**Task statement**: Every record must be repeated exactly; omit any pictures they contain.

**Source material**:
===

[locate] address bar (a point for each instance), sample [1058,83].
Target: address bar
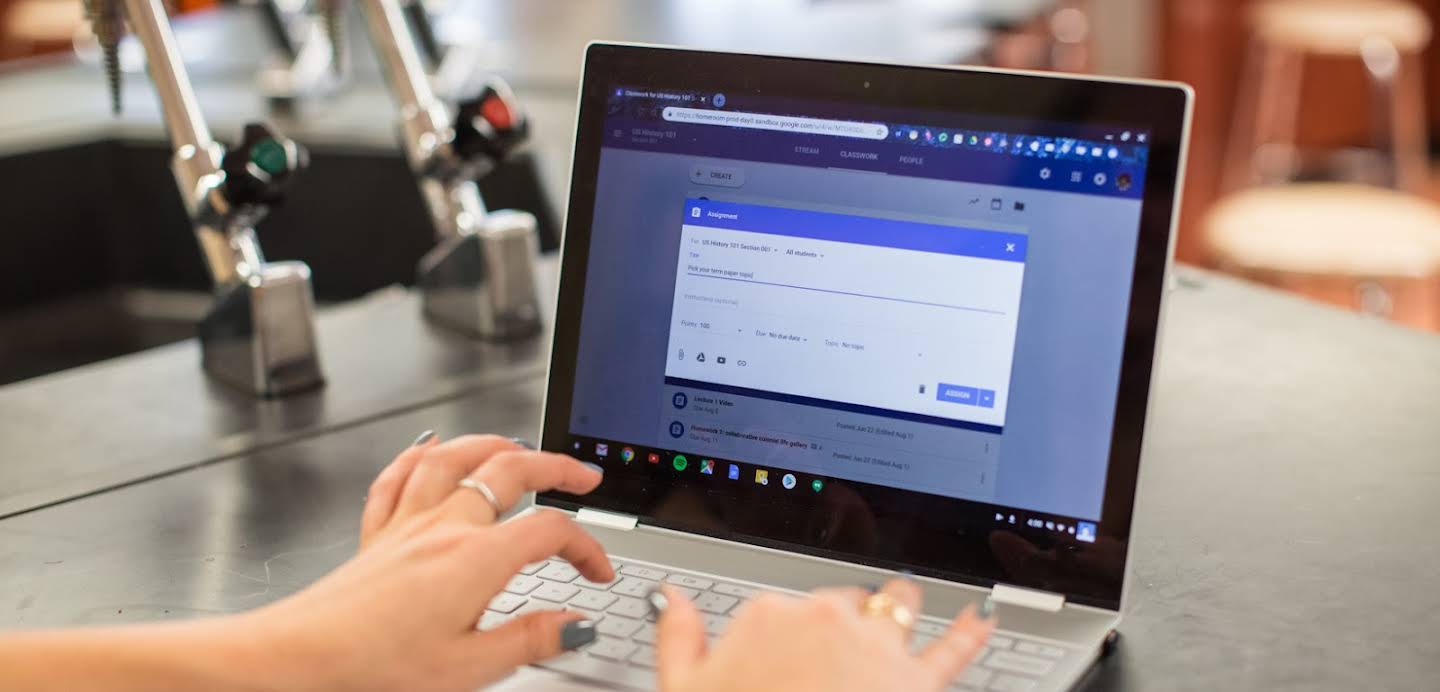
[779,123]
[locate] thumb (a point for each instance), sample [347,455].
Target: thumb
[680,636]
[529,639]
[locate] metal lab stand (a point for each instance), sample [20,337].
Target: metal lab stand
[259,334]
[480,278]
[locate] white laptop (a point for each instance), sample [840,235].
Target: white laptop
[824,321]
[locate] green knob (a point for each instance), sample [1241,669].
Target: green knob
[270,156]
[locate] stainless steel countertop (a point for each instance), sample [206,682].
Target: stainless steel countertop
[1282,535]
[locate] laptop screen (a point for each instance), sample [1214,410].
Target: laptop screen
[798,308]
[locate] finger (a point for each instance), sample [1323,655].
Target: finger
[956,649]
[385,491]
[680,639]
[442,466]
[546,534]
[510,475]
[529,639]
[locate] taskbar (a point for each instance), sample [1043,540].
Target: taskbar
[674,466]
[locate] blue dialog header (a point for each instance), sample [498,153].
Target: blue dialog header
[857,229]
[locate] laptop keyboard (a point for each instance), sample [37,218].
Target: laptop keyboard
[624,652]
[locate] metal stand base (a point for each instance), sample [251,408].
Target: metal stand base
[259,335]
[483,284]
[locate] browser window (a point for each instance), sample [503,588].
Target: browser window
[903,299]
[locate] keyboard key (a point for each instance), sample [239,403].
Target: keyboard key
[739,592]
[507,603]
[712,602]
[630,607]
[601,671]
[634,587]
[591,600]
[533,606]
[522,584]
[618,626]
[491,620]
[553,592]
[690,581]
[975,676]
[1018,663]
[558,571]
[589,615]
[645,635]
[599,586]
[644,656]
[1050,652]
[645,573]
[1011,684]
[611,649]
[714,625]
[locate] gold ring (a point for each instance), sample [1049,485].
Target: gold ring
[883,604]
[486,492]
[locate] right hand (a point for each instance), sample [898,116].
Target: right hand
[817,643]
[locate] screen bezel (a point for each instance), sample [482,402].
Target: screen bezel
[1152,107]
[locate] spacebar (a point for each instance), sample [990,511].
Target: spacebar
[614,674]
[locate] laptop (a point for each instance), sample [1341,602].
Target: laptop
[822,321]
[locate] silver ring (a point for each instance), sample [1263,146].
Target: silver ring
[486,492]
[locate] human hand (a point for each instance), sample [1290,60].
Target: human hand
[402,613]
[820,643]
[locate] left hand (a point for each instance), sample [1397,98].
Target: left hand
[402,613]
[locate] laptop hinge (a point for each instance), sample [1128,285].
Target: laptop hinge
[1028,597]
[606,520]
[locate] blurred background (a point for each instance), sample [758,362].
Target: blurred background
[1309,169]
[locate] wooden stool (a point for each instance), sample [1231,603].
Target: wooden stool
[1054,41]
[1387,35]
[1362,248]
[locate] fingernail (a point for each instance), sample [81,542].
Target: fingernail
[576,635]
[657,602]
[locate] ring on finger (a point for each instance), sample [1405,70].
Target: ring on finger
[486,492]
[883,604]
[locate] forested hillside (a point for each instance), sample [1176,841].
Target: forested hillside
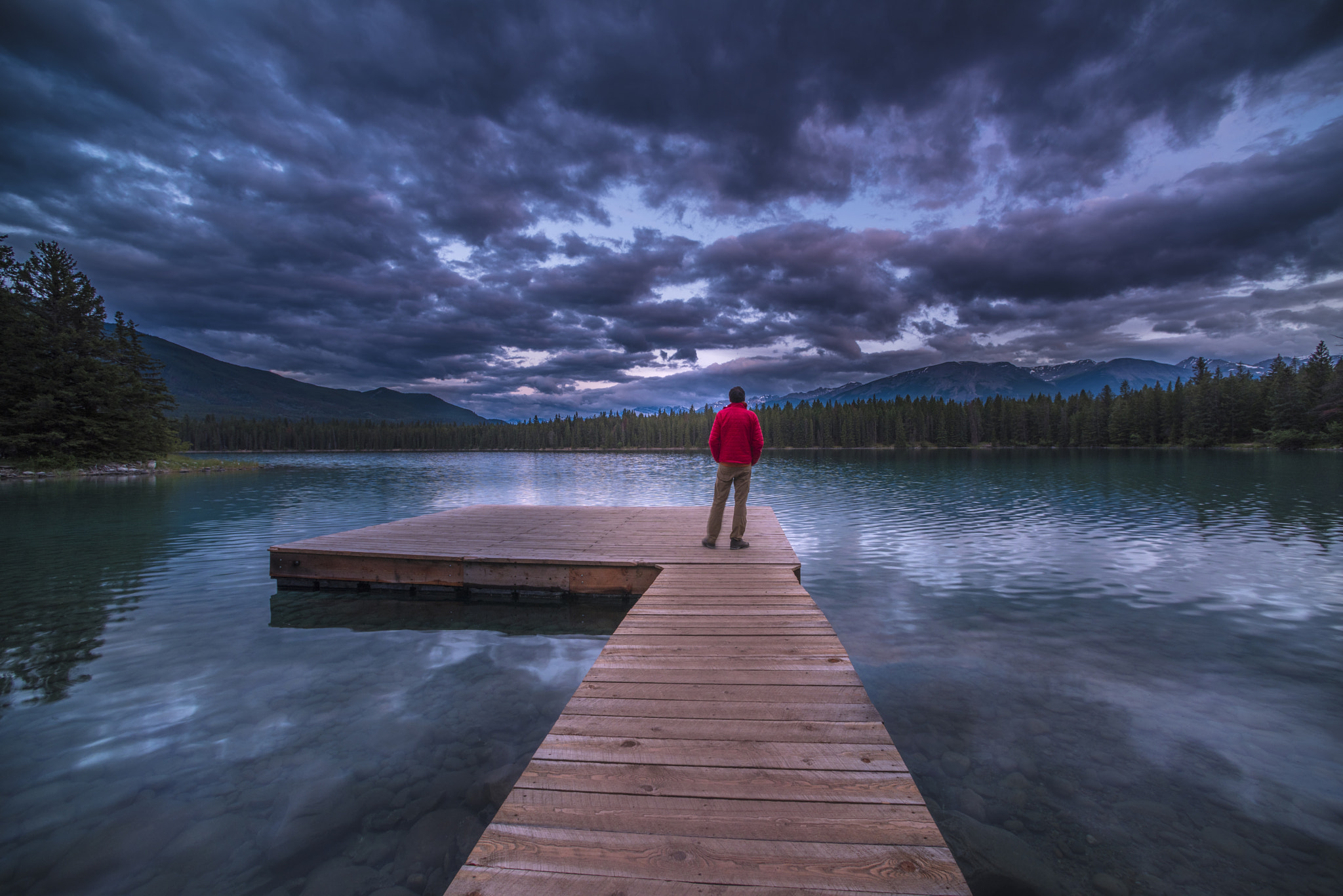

===

**Response below**:
[locate] address bar (a point for each instance), sample [1058,83].
Target: address bar
[779,123]
[locate] thumb (a point for each instance), sample [347,455].
Target: thumb
[680,636]
[529,639]
[locate] metal lab stand (a point for each instance), sample [20,337].
Target: metal lab stand
[259,334]
[480,278]
[locate] white laptop (a point for each instance), sample [840,235].
Target: white laptop
[824,321]
[locate] green knob (a point for each instance), sample [1241,669].
Target: green knob
[270,156]
[locate] stainless steel countertop (a point for each instance), sample [206,682].
Target: stainless steel countertop
[1282,535]
[locate] laptop screen (a point for each instance), sample [1214,410].
Target: laptop screen
[798,308]
[locate] finger (a point for each instance), sample [1323,655].
Target: finger
[956,649]
[385,491]
[680,639]
[442,466]
[546,534]
[510,475]
[529,639]
[locate] taskbar (a point for each instance), sample [1043,540].
Target: taskbar
[674,466]
[locate] blue dialog header (a point for each instance), sample [498,153].
Target: blue dialog header
[857,229]
[locate] laptop keyboard (a point for each instance), sample [37,218].
Target: laptop keyboard
[624,652]
[locate] metal stand base (a point for each instance), sample [251,408].
Target: metal stand base
[259,335]
[483,284]
[locate] browser window (a point for each instance), sample [503,588].
Target: browser window
[903,299]
[locate] keyboard key (a point for each instance), sample [239,403].
Target: keyboard key
[739,592]
[507,603]
[712,602]
[630,607]
[601,671]
[634,587]
[591,600]
[533,606]
[522,584]
[618,626]
[491,620]
[553,592]
[690,581]
[975,676]
[1018,663]
[558,571]
[589,615]
[645,635]
[599,586]
[644,656]
[1050,652]
[645,573]
[1011,684]
[611,649]
[714,625]
[locate] gold ring (a point for each instance), sample [1049,485].
Target: gold ring
[883,604]
[486,492]
[locate] right hand (a point for each instance), sample [898,116].
Target: right hand
[817,643]
[locate] screen bezel (a point for each instance), sample [482,402].
Target: screen bezel
[1152,107]
[locate] spacebar (a point for each instance), sample [990,511].
Target: spacebar
[614,674]
[locate] laptop (a point for each instance), sample [1341,602].
Target: laptop
[822,321]
[locate] silver ring (a point for each instance), sample [1263,146].
Target: silver ring
[486,492]
[locate] human hand (a point for each instance), sample [1290,60].
Target: human hand
[402,613]
[820,643]
[locate] left hand (a point for each instance), sample [1397,98].
Target: left hand
[402,613]
[locate] laptop hinge (a point for each instance), sample [1128,285].
Target: laptop hinge
[1028,597]
[606,520]
[locate] blurred background (a point for each instance), sample [758,362].
Target: blurred background
[1309,169]
[locate] wooden stool (a point for each instance), sample [1231,603].
Target: wooden stool
[1054,41]
[1387,35]
[1362,248]
[locate] fingernail (a point for each instance), sample [81,542].
Target: fingernail
[576,635]
[657,602]
[locate] ring on finger (a point for each instance), sample [1405,70].
Target: ring on finger
[486,492]
[883,604]
[locate] forested hillside (a point for each instance), sample [1176,841].
Target: forested hillside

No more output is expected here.